Dancing to her own beat
From passing out tickets to finding a venue, undergrad takes solo show into her own hands
Nicole Smith, a world arts and cultures student, handed out tickets for her one-woman performance last summer to attendees of the Jacob’s Pillow dance festival as they sat on the lawn. After personally collecting the tickets before her show, Smith began to dance 15 minutes of the unique piece that she had been preparing for two years, “Ms. Spellings of Be.” The problem was, Smith was not scheduled to perform at the festival.
“I was like, ‘I’m sorry, but I got to bust out,’” Smith said. “The more I performed it though, the more I’d get a positive response. People were telling me that I needed to make this an evening.”
So almost a year later, Smith will be among a very small but growing number of undergraduate WAC students who perform their own pieces outside of the UCLA community. Whereas this practice is common for graduate students who receive funding and support for their performances, undergraduates who don’t already have a name for themselves have a hard time finding theaters in Los Angeles that will run their shows.
“Without having a piece done, it’s kind of risky (finding a stage). A lot of theaters that I contacted in L.A. just didn’t return my phone calls. They don’t know who I am,” Smith said.
Luckily, Smith has found a theater. The Electric Lounge in Venice decided to give her the space she needs for her show this Thursday and Sunday – almost a year after Smith’s stunt at Jacob’s Pillow.
Her innate tenacity and unabashed creativity, said Smith’s mentors and friends, are why she has come so far as an undergraduate.
“Figuratively, she has the biggest ovaries of any person I have ever met,” said Elizabeth Guilliam, a WAC alumna and friend to Smith.
Where many WAC undergraduates prefer less abstract dance styles, said David Rousseve, a WAC dance instructor who has worked with Smith for several years, this is where Smith is finding her voice.
“She’s also hysterically funny,” Rousseve added. “What she brings to her work is real, unabashed humor with a desire to say something meaningful.”
Adam Berg, UCLA alumnus and Smith’s sound producer for “Ms. Spellings of Be,” is working with Smith for the first time after meeting her at a “WACSmash” after-party.
“Sometimes she’ll say something that’s totally out there. She’ll come in and say, ‘I want a sound that goes like LA BLA BLOO BLA.’ What kind of a sound is she talking about?” Berg said jokingly.
Berg added, however, that on top of Smith’s artistic creativity, her understanding of the business, marketing and advertising aspects of putting on such a performance gives her an advantage that many young performers may not have.

**Given information:**

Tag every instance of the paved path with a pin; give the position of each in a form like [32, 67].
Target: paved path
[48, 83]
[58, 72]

**Stated task A:**
According to the article about Nicole Smith, which theater gave her space for her show?
**Stated task B:**
From the article about Nicole Smith, set down the passage starting with "So almost a" and going on through "at Jacob’s Pillow.".

**Expected output A:**
The Electric Lounge in Venice.

**Expected output B:**
So almost a year later, Smith will be among a very small but growing number of undergraduate WAC students who perform their own pieces outside of the UCLA community. Whereas this practice is common for graduate students who receive funding and support for their performances, undergraduates who don’t already have a name for themselves have a hard time finding theaters in Los Angeles that will run their shows.
“Without having a piece done, it’s kind of risky (finding a stage). A lot of theaters that I contacted in L.A. just didn’t return my phone calls. They don’t know who I am,” Smith said.
Luckily, Smith has found a theater. The Electric Lounge in Venice decided to give her the space she needs for her show this Thursday and Sunday – almost a year after Smith’s stunt at Jacob’s Pillow.